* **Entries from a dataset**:

....................

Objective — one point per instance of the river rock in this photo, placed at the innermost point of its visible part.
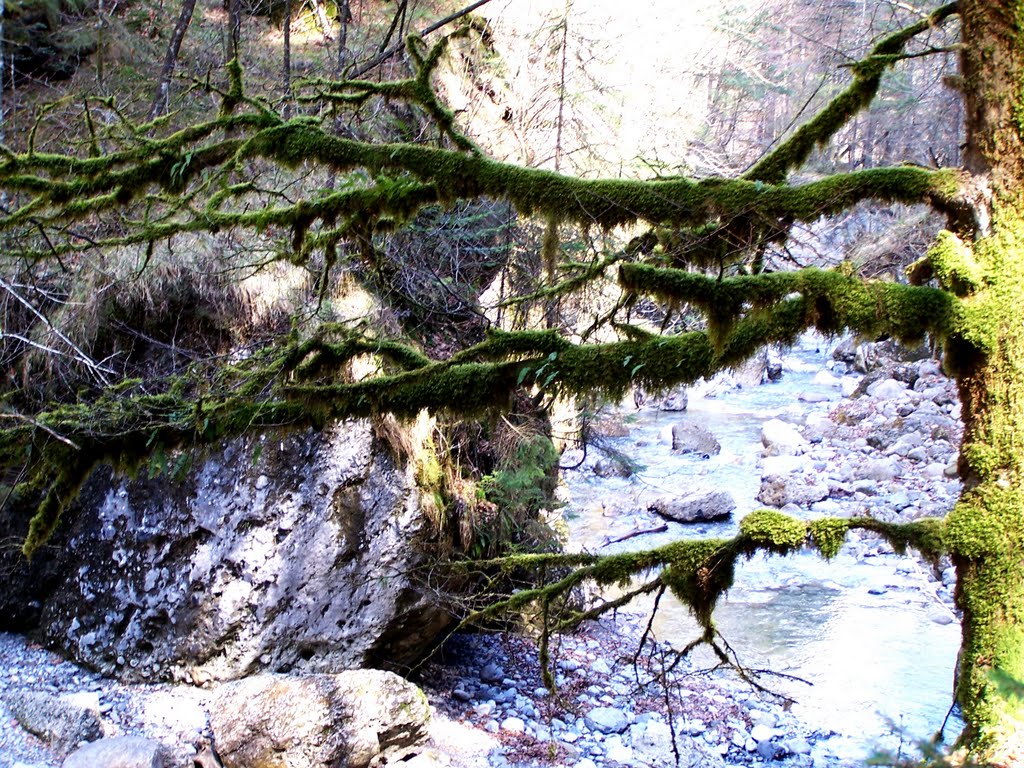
(688, 437)
(700, 506)
(606, 720)
(676, 400)
(883, 470)
(780, 438)
(218, 572)
(778, 491)
(886, 388)
(119, 752)
(60, 721)
(317, 720)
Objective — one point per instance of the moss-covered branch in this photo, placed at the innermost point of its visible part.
(866, 77)
(830, 301)
(698, 572)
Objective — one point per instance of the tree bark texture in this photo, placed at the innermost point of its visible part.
(160, 100)
(985, 531)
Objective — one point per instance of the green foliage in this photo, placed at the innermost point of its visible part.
(773, 531)
(524, 481)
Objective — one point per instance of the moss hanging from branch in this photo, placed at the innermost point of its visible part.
(830, 300)
(698, 572)
(867, 73)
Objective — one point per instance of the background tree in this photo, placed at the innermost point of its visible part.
(139, 187)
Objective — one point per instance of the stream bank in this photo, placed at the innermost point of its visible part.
(870, 630)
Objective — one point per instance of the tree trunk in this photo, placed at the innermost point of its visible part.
(985, 531)
(160, 100)
(286, 72)
(233, 8)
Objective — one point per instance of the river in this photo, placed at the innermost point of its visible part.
(866, 632)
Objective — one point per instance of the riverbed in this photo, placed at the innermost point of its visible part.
(872, 634)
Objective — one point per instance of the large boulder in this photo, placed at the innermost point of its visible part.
(119, 752)
(778, 491)
(283, 552)
(699, 506)
(60, 721)
(316, 721)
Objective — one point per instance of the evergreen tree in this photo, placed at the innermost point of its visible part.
(704, 246)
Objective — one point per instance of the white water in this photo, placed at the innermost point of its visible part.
(863, 631)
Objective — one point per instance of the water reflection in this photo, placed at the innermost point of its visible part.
(868, 633)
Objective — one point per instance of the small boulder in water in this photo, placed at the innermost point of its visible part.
(692, 438)
(702, 506)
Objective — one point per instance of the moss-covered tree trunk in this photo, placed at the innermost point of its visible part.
(985, 531)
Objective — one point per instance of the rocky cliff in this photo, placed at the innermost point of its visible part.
(295, 551)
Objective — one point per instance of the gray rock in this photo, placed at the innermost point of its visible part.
(212, 576)
(700, 506)
(675, 401)
(692, 438)
(886, 389)
(611, 468)
(606, 720)
(780, 438)
(318, 720)
(779, 491)
(513, 725)
(119, 752)
(879, 470)
(60, 721)
(492, 673)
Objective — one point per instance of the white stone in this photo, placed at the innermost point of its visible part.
(780, 438)
(606, 720)
(885, 389)
(825, 379)
(513, 725)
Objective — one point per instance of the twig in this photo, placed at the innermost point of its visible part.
(33, 422)
(382, 57)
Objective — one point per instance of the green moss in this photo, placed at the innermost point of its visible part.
(830, 301)
(985, 521)
(867, 76)
(771, 530)
(827, 534)
(953, 264)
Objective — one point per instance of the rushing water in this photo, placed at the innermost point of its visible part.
(868, 635)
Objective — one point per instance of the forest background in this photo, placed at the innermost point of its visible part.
(249, 223)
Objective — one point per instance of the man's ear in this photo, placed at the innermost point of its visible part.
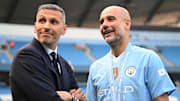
(128, 24)
(65, 28)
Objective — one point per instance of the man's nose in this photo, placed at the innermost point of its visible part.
(105, 25)
(47, 25)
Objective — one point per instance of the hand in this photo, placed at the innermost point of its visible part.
(78, 94)
(66, 96)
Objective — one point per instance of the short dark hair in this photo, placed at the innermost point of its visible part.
(53, 7)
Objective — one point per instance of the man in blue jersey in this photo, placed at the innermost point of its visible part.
(127, 72)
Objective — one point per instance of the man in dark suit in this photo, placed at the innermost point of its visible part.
(38, 73)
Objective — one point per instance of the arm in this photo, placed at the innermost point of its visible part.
(30, 77)
(91, 92)
(157, 78)
(78, 94)
(163, 97)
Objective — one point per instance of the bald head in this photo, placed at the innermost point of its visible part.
(119, 11)
(115, 25)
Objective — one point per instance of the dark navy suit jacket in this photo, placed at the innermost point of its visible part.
(33, 78)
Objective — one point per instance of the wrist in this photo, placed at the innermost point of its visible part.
(74, 98)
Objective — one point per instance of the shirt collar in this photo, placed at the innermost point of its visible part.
(49, 51)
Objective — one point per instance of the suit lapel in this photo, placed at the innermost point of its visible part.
(47, 60)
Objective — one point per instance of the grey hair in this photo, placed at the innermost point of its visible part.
(54, 7)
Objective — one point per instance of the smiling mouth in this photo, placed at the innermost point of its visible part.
(107, 32)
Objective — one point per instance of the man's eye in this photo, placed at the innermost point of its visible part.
(42, 20)
(111, 18)
(101, 21)
(53, 21)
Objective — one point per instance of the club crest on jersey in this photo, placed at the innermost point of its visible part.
(130, 71)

....................

Turn the stretch of the entries above, from the line containing "Objective — one point per instance of the dark" through the last line of the entries, into a numbered list, leaving out any blank lines.

1. Objective — one point per instance of the dark navy suit jacket in this photo, placed at the innermost point of its visible part.
2. (33, 78)
3. Objective — one point per instance of the wrist in this photo, placed at the innermost point of its visible part.
4. (74, 98)
5. Objective — one point per instance of the shirt collar in this photo, placed at the innermost point of its visible part.
6. (49, 51)
7. Objective — one point per instance of the suit lapel in this photo, placed at the innermost point of its visible part.
8. (47, 60)
9. Objective — one point per instance of the grey hair in this photo, placed at the innermost point of its visible part.
10. (54, 7)
11. Objective — one point per instance of the smiling mouth in this photo, placed at the innermost point of its visible part.
12. (107, 32)
13. Objective — one point per instance of the man's eye in this photo, placed at the innermost point of its visible part.
14. (42, 20)
15. (111, 18)
16. (101, 21)
17. (53, 21)
18. Objective — one point per instance of the club crest on jersey in this photo, placed at the innermost point of its visible part.
19. (130, 71)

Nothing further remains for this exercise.